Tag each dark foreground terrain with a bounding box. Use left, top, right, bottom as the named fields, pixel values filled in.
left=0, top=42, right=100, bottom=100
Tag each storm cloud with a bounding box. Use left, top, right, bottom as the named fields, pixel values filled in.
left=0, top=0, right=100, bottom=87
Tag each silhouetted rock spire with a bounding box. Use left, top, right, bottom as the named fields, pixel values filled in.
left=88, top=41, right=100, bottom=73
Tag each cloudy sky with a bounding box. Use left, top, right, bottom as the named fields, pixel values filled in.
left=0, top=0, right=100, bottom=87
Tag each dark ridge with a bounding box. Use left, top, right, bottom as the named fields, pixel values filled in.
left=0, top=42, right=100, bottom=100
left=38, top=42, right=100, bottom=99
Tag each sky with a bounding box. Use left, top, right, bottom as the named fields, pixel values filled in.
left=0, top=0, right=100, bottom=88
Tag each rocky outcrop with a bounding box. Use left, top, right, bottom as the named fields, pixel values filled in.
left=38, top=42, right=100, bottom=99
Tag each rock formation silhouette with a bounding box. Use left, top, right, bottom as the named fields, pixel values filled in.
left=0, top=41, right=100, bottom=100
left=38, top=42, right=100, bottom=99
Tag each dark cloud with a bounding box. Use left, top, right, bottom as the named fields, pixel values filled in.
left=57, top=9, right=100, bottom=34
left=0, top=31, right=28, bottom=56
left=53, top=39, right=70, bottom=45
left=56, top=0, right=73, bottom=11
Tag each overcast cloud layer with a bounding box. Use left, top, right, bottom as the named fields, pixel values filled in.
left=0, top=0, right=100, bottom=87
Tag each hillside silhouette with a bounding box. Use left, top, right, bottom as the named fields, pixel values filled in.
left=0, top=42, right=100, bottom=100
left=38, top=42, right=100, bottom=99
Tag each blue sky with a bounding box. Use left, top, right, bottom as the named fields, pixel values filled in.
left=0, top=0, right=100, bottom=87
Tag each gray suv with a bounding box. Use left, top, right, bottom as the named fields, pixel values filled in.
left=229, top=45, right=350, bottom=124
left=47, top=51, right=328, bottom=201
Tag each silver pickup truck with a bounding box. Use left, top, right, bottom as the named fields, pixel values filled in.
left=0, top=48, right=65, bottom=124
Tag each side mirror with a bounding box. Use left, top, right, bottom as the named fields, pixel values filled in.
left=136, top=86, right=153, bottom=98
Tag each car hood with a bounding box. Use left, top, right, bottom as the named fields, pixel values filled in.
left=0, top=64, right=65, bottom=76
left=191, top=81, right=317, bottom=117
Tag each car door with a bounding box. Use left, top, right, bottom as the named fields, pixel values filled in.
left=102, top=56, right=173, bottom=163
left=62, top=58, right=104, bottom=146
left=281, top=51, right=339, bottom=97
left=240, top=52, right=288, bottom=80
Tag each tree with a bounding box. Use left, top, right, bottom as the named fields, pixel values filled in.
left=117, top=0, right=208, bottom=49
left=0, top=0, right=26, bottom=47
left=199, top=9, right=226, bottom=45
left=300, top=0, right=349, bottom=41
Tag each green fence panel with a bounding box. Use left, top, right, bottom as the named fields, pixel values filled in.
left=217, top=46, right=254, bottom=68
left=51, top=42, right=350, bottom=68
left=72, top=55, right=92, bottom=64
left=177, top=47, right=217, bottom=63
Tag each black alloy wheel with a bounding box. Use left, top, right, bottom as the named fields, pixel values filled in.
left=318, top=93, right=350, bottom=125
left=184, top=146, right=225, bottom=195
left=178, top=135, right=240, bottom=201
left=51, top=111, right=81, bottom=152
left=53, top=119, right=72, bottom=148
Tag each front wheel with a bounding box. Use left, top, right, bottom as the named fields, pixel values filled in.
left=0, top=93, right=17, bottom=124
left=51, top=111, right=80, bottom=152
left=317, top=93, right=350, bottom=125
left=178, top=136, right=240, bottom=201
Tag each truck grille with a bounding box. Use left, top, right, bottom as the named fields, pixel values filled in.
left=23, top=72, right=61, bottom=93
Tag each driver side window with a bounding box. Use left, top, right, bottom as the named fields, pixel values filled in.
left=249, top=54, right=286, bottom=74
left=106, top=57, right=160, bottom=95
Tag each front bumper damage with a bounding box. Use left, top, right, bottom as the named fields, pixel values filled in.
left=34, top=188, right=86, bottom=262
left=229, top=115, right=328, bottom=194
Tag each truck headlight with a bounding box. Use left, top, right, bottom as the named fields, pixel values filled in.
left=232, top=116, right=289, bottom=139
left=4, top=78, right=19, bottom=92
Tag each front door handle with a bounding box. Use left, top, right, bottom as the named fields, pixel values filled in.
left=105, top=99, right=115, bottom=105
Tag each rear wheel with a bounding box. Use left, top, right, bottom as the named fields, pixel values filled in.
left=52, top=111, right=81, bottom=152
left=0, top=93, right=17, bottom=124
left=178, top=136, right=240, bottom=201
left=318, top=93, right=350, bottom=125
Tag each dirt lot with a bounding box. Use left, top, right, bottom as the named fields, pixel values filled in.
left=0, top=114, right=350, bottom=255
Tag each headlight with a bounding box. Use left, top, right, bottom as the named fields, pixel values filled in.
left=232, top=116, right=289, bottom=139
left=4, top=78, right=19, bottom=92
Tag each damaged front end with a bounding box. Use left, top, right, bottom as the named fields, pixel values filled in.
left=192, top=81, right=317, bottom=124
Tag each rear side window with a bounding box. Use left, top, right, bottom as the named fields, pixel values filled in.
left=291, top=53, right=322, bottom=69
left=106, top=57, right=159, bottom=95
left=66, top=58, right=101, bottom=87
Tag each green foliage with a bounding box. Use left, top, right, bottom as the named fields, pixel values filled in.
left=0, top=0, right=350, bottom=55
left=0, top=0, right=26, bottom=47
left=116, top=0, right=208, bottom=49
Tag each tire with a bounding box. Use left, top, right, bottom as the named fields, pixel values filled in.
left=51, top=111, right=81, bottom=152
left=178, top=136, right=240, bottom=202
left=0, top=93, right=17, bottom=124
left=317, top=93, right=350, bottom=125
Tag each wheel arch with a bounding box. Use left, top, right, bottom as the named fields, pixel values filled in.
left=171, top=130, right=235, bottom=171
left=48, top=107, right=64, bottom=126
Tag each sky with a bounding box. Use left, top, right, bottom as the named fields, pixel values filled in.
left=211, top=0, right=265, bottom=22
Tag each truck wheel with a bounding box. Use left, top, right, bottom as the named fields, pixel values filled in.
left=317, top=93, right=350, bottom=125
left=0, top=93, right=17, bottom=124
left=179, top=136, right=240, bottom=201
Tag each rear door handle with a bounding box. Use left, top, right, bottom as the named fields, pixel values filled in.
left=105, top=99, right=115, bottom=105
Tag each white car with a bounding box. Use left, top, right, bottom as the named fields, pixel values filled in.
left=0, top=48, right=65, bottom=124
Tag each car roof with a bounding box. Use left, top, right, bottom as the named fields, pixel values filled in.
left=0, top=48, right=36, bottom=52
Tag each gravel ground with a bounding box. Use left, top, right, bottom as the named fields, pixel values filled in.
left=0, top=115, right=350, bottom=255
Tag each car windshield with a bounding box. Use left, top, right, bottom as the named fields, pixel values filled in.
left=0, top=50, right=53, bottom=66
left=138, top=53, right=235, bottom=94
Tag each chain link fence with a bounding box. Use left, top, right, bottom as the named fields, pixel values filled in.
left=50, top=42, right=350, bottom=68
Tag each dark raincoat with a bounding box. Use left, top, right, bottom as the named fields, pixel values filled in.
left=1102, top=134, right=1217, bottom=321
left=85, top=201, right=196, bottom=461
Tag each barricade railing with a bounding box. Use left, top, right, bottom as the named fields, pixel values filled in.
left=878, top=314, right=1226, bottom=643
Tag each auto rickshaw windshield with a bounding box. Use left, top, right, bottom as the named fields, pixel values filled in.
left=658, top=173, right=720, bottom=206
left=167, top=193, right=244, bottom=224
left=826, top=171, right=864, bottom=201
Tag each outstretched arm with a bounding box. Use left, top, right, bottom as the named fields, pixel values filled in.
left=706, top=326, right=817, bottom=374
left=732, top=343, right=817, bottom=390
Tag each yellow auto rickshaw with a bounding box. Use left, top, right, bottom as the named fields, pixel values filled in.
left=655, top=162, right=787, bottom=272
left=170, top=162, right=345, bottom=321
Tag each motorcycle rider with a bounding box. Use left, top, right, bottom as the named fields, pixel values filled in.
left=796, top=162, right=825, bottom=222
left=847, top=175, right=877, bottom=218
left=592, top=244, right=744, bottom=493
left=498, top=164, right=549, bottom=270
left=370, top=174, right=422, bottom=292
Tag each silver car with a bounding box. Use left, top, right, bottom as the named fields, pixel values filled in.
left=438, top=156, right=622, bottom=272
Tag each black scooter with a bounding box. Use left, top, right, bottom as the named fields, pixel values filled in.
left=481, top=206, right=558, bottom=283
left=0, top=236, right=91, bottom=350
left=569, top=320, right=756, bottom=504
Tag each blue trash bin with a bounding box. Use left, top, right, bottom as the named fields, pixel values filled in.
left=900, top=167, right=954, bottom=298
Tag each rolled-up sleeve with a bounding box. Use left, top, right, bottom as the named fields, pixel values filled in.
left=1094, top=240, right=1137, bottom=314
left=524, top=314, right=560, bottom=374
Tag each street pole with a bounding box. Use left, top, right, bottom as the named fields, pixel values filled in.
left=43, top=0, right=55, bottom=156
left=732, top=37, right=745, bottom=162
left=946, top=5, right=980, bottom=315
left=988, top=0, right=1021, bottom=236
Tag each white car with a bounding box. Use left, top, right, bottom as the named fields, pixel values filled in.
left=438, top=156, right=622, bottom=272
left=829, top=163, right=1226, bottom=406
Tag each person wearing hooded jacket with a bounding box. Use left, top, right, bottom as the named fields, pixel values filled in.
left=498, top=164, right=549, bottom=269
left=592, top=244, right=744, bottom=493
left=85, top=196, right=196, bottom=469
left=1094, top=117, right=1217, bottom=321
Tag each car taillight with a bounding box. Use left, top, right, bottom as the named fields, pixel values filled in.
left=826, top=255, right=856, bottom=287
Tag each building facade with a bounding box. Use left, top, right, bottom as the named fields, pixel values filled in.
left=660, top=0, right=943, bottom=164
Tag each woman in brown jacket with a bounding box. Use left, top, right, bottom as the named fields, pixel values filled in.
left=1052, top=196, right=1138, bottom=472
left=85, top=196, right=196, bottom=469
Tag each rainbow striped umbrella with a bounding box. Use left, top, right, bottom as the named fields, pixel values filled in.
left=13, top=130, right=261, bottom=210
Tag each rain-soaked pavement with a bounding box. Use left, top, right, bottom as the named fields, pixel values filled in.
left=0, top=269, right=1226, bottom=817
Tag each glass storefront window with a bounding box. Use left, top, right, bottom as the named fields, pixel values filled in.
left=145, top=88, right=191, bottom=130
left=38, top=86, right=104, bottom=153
● ● ● ● ● ● ●
▸ **The task**
Write out the lines between the one holding "Tag each cloudy" and the one holding "left=56, top=0, right=73, bottom=11", inclusive, and nothing else.

▸ **Final result**
Tag each cloudy sky with a bounding box. Use left, top, right, bottom as the named fields, pixel values filled in.
left=0, top=0, right=100, bottom=87
Tag each dark ridge with a bounding box. Use left, top, right, bottom as the named fields, pixel values filled in.
left=0, top=42, right=100, bottom=100
left=38, top=42, right=100, bottom=99
Tag each sky with a bounding box. Use left, top, right, bottom as the named fields, pixel values filled in.
left=0, top=0, right=100, bottom=88
Tag each rocky outcrop with a bounding box. Use left, top, right, bottom as the named fields, pixel values filled in.
left=38, top=42, right=100, bottom=99
Tag each rock formation silhouette with a bounding box. Use left, top, right, bottom as the named fields, pixel values filled in.
left=0, top=41, right=100, bottom=100
left=38, top=42, right=100, bottom=99
Tag each dark cloud with a bounding box. Use left, top, right, bottom as the named fields, pixel values filled in.
left=57, top=9, right=100, bottom=34
left=0, top=31, right=28, bottom=56
left=53, top=39, right=70, bottom=45
left=56, top=0, right=73, bottom=11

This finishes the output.